• [Records for processing]
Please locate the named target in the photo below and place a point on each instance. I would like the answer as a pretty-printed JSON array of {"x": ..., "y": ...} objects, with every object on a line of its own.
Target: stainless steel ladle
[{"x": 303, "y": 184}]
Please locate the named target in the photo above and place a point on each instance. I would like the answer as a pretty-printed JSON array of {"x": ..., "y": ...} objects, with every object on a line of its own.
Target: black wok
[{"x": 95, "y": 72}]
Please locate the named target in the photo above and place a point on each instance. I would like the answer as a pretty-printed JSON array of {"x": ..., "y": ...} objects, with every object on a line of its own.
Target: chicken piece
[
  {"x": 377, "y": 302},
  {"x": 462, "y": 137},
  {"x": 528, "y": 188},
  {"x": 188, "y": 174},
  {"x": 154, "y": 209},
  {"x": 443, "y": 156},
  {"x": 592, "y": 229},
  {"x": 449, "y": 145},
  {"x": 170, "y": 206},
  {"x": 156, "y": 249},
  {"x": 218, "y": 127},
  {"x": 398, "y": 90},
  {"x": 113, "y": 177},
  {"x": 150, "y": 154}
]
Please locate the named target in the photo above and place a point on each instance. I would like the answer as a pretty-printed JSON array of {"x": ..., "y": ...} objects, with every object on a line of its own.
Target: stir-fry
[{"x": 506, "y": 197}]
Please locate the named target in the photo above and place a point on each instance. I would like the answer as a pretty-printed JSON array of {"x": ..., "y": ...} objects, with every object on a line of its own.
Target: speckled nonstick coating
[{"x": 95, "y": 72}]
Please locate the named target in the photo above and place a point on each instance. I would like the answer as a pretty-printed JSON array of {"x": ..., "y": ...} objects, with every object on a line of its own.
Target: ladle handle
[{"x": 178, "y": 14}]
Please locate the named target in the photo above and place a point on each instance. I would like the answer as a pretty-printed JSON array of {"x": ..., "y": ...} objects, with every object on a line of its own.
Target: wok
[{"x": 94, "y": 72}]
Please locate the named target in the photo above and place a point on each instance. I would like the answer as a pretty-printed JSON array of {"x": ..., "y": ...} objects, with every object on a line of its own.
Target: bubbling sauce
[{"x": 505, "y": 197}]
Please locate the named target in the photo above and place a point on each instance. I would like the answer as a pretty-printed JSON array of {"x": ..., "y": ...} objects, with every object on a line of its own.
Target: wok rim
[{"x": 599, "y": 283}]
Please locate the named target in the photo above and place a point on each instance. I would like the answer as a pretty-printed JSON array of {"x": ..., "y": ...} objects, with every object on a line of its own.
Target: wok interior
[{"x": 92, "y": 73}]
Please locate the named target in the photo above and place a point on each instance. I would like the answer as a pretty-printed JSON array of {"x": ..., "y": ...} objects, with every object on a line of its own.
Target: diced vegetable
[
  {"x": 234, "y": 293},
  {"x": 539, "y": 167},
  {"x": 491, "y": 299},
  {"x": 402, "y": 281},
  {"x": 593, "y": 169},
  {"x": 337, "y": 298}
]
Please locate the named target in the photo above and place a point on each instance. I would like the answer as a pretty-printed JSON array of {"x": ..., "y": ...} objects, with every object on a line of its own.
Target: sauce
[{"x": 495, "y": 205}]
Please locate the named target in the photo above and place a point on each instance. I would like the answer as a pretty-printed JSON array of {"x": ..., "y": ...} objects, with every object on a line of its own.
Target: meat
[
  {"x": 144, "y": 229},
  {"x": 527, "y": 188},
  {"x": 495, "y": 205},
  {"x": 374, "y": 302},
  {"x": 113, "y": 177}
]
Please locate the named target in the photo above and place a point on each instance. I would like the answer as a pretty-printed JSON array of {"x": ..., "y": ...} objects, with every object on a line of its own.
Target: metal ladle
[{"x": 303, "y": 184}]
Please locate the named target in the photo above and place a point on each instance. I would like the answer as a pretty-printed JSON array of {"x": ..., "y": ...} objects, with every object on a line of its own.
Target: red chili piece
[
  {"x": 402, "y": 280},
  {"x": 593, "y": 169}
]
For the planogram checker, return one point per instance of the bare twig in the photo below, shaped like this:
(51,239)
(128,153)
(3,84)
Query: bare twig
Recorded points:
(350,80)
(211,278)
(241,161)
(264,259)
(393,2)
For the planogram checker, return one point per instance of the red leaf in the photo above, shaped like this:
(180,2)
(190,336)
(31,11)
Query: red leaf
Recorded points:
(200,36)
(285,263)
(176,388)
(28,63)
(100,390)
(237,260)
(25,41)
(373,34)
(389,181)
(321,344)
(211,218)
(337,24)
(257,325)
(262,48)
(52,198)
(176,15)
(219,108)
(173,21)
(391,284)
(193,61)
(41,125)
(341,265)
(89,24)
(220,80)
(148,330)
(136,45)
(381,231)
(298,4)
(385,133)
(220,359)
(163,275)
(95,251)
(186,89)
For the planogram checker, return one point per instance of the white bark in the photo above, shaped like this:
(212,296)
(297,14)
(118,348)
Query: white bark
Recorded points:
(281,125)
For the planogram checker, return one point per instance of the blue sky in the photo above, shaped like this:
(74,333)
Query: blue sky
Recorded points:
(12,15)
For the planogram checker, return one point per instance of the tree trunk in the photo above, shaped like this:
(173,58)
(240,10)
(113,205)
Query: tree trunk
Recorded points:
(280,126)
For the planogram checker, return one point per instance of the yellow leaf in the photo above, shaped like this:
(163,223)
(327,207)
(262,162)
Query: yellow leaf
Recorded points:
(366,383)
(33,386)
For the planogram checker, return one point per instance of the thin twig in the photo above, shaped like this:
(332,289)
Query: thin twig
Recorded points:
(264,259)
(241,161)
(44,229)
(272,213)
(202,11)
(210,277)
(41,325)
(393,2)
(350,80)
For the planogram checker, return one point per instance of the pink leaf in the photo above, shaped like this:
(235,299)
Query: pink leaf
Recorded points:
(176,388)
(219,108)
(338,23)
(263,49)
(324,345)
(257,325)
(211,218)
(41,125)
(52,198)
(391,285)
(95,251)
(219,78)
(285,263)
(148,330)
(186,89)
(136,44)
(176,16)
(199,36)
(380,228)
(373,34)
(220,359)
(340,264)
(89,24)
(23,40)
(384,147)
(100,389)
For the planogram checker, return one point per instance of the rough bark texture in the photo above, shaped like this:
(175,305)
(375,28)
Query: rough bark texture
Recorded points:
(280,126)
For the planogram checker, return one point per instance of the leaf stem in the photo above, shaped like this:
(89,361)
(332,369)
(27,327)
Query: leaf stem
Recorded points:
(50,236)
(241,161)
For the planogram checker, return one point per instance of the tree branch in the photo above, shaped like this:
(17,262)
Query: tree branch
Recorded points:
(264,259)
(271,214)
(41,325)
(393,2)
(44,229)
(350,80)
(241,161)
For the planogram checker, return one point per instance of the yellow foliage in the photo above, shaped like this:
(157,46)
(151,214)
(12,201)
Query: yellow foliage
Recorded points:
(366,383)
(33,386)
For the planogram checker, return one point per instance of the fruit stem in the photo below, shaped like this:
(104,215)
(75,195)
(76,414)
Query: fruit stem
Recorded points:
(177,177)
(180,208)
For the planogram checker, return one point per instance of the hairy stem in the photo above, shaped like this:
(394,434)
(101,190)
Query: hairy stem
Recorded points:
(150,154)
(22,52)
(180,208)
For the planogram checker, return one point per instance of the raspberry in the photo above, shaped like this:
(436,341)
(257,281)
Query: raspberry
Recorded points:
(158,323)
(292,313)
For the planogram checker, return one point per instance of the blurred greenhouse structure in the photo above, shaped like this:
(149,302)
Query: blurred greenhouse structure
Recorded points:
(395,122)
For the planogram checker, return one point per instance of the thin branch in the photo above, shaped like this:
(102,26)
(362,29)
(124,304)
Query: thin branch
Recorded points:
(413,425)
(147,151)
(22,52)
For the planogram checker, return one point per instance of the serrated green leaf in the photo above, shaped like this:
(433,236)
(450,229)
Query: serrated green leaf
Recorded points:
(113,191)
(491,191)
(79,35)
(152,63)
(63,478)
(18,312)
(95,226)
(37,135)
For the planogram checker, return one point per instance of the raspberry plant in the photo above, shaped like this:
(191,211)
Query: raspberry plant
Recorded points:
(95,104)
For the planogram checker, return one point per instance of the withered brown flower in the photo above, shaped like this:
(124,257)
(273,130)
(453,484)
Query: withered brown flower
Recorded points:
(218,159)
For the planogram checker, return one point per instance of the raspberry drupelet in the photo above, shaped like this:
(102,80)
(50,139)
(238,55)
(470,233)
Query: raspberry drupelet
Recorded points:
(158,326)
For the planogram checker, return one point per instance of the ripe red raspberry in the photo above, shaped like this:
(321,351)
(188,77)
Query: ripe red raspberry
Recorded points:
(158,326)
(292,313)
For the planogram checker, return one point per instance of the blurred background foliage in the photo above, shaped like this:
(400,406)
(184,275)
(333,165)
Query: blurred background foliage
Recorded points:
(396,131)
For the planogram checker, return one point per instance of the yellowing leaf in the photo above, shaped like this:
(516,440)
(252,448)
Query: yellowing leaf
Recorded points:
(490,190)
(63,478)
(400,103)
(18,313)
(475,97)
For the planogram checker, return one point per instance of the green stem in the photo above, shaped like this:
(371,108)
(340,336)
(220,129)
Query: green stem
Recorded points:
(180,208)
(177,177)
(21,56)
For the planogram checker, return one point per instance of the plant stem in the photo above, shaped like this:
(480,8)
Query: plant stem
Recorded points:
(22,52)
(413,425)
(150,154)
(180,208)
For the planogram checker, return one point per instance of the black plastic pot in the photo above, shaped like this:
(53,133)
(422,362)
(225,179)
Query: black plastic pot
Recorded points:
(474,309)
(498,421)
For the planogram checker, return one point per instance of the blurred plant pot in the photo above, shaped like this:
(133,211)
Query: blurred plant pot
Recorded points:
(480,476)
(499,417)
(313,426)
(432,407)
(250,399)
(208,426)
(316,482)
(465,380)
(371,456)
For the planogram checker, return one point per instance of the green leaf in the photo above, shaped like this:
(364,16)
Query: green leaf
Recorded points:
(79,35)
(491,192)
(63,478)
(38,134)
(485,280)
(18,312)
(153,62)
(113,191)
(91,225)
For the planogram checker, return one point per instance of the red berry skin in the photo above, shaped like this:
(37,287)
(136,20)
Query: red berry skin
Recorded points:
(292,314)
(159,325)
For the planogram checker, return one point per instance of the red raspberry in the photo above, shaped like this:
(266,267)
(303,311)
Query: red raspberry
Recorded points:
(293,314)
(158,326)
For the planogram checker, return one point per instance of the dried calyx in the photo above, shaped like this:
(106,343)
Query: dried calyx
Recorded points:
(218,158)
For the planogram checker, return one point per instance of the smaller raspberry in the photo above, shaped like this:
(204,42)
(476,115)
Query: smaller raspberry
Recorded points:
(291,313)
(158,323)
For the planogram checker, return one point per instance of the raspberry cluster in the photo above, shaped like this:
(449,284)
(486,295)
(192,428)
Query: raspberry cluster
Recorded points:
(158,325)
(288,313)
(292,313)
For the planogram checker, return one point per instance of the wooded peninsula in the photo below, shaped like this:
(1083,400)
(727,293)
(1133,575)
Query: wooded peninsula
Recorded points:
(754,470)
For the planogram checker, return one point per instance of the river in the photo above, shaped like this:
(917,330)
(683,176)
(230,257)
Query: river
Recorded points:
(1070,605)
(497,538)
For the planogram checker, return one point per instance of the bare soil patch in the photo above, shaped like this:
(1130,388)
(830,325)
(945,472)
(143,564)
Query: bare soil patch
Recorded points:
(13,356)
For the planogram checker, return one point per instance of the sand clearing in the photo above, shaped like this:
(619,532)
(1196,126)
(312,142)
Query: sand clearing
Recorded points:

• [Exercise brief]
Write the lines out verbatim, from the one with "of the wooded" through the last line of the entries, and stop there.

• [Answer in full]
For the planogram checker, return one point per instance of the wooded peninsula in the photo below, shaped like this:
(1083,400)
(727,293)
(1133,575)
Query: wooded peninsula
Recorded points:
(754,470)
For the planogram checker, return one point per instance of the river in the photo above, shaped like this:
(917,330)
(683,176)
(230,257)
Query: river
Recorded points:
(1070,605)
(497,538)
For the planogram checker, return one point per instance of the bare soil patch in the photo above, shaped like this:
(1130,388)
(830,325)
(945,472)
(143,564)
Query: bare soil patch
Recorded points:
(13,356)
For the planogram checker, return one point per instance of the sand clearing in the photo above, shaped like this:
(619,532)
(1196,126)
(312,142)
Query: sand clearing
Recorded points:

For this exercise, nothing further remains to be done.